**INSTRUCTIONS TO FOLLOW:** Reproduce each record below exactly as written.

**THE DATA:**
BEGIN
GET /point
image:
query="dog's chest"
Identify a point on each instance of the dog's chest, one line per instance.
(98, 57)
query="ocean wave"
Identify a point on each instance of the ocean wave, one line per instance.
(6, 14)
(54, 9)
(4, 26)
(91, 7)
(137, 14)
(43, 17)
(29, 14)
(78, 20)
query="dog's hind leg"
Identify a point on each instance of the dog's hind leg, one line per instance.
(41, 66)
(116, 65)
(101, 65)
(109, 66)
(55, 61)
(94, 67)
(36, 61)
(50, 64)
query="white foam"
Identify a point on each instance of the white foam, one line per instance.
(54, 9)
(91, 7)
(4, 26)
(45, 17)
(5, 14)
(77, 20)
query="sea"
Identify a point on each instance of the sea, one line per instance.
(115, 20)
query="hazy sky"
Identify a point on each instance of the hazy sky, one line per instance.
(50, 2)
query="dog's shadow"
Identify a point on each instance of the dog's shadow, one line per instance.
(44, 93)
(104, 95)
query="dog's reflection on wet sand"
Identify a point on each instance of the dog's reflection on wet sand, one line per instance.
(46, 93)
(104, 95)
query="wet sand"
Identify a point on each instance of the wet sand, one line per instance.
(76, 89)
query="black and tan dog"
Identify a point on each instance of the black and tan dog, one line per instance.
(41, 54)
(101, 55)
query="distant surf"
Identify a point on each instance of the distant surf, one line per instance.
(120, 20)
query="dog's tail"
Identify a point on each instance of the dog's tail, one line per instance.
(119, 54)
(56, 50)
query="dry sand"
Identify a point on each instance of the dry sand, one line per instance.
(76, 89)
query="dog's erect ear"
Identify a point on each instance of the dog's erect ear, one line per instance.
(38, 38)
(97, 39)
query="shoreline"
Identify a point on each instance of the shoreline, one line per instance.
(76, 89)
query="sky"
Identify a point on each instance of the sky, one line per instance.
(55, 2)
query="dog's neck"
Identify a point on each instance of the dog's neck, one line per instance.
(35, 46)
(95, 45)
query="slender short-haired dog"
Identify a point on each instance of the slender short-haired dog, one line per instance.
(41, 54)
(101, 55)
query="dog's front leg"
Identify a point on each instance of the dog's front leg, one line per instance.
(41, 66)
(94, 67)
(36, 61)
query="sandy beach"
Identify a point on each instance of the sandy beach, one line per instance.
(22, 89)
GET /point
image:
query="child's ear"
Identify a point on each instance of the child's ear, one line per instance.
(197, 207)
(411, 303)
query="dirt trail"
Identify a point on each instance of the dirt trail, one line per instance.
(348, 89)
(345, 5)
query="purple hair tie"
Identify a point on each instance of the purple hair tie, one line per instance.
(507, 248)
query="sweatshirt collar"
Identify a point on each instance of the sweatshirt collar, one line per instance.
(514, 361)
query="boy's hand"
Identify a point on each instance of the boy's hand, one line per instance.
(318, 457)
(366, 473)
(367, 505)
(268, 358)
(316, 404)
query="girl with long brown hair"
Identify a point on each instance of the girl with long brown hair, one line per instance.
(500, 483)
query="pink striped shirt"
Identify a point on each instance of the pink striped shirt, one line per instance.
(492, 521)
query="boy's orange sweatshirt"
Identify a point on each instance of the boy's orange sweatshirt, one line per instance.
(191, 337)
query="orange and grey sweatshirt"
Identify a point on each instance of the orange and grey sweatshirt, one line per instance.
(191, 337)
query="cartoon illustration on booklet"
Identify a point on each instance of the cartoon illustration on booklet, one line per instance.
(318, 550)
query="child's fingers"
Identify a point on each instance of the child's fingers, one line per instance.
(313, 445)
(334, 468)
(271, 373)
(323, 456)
END
**EXERCISE OUTPUT:**
GET /point
image:
query="dog's chest"
Identify a point on each instance of the dog's chest, one line per instance.
(98, 57)
query="ocean wave"
Identify a point on each instance of the ocean wave, one line per instance.
(6, 14)
(54, 9)
(4, 26)
(91, 7)
(137, 14)
(43, 17)
(29, 14)
(78, 20)
query="dog's hind leg"
Identify a point on each instance of the dog's hind leg, one line per instance.
(41, 66)
(116, 65)
(101, 65)
(109, 66)
(55, 61)
(94, 67)
(36, 61)
(50, 64)
query="white foam"
Identify a point on each instance of the white foam, one line per instance.
(54, 9)
(91, 7)
(4, 26)
(45, 17)
(5, 14)
(77, 20)
query="sea"
Identify a point on each instance of the sea, one line per instance.
(115, 20)
query="hazy sky"
Identify a point on each instance of the hazy sky, one line per instance.
(50, 2)
query="dog's shadow"
Identify a point on each instance of the dog's shadow, one line per instance.
(44, 93)
(104, 95)
query="dog's reflection on wet sand"
Identify a point on each instance of the dog's reflection on wet sand, one line per instance.
(46, 93)
(104, 95)
query="wet sand"
Identify a point on each instance of the wet sand, one line per instance.
(76, 89)
query="black and tan dog"
Identify a point on each instance of the black and tan dog, one line per instance.
(41, 54)
(101, 55)
query="distant surf"
Identify a point on each instance of the distant surf, one line per instance.
(120, 20)
query="dog's tail"
Identify a point on each instance of the dog's tail, one line per instance.
(119, 54)
(56, 50)
query="dry sand"
Identify a point on each instance of the dry sand, one line per instance.
(76, 89)
query="dog's erect ear"
Identify a point on each instance of the dog's erect ear, one line per instance.
(38, 38)
(97, 39)
query="shoreline"
Identify a point on each instance of the shoreline, one line per instance.
(76, 89)
query="sky"
Identify a point on each instance of the sky, one line per instance.
(55, 2)
query="dog's neck"
Identify a point on each instance of the dog's neck, one line per instance.
(35, 46)
(95, 45)
query="slender short-haired dog"
Identify a point on each instance of the slender short-haired dog, one line per instance.
(41, 54)
(101, 55)
query="dog's front leg"
Identify a point on each instance of the dog's front leg, one line per instance.
(41, 66)
(94, 67)
(36, 61)
query="sandy beach"
Identify a point on each instance of the sandy beach, one line per instance.
(22, 89)
GET /point
image:
query="child's ear"
Identify a point on each instance of the child's ear, one line per instance.
(197, 207)
(411, 303)
query="dirt trail"
Identify a point on each instance of the dirt trail, one line per instance.
(348, 89)
(345, 5)
query="purple hair tie"
Identify a point on each instance of the purple hair tie, one line per instance.
(507, 248)
query="sweatshirt collar"
Identify a point on each instance of the sweatshirt collar, one line per instance.
(514, 361)
query="boy's hand"
Identify a point on each instance of the boy's hand, one line per instance.
(318, 457)
(366, 473)
(367, 505)
(268, 358)
(316, 404)
query="girl with long brown hair"
Identify a point on each instance of the girl with long brown hair, one line per instance.
(500, 483)
query="pink striped shirt"
Identify a point on each instance of the pink striped shirt, one line per instance.
(492, 521)
query="boy's orange sweatshirt"
Identify a point on each instance of the boy's orange sweatshirt, one line per instance.
(191, 337)
query="orange and grey sweatshirt"
Identify a point on each instance of the orange and grey sweatshirt, one line per instance.
(191, 337)
query="cartoon illustration on booklet"
Identify a point on each instance of the cartoon illustration on booklet, one line per instance.
(318, 550)
query="child's fingers"
Identify a point on each instance of the child's fingers, one line per instance.
(313, 445)
(334, 468)
(271, 373)
(323, 456)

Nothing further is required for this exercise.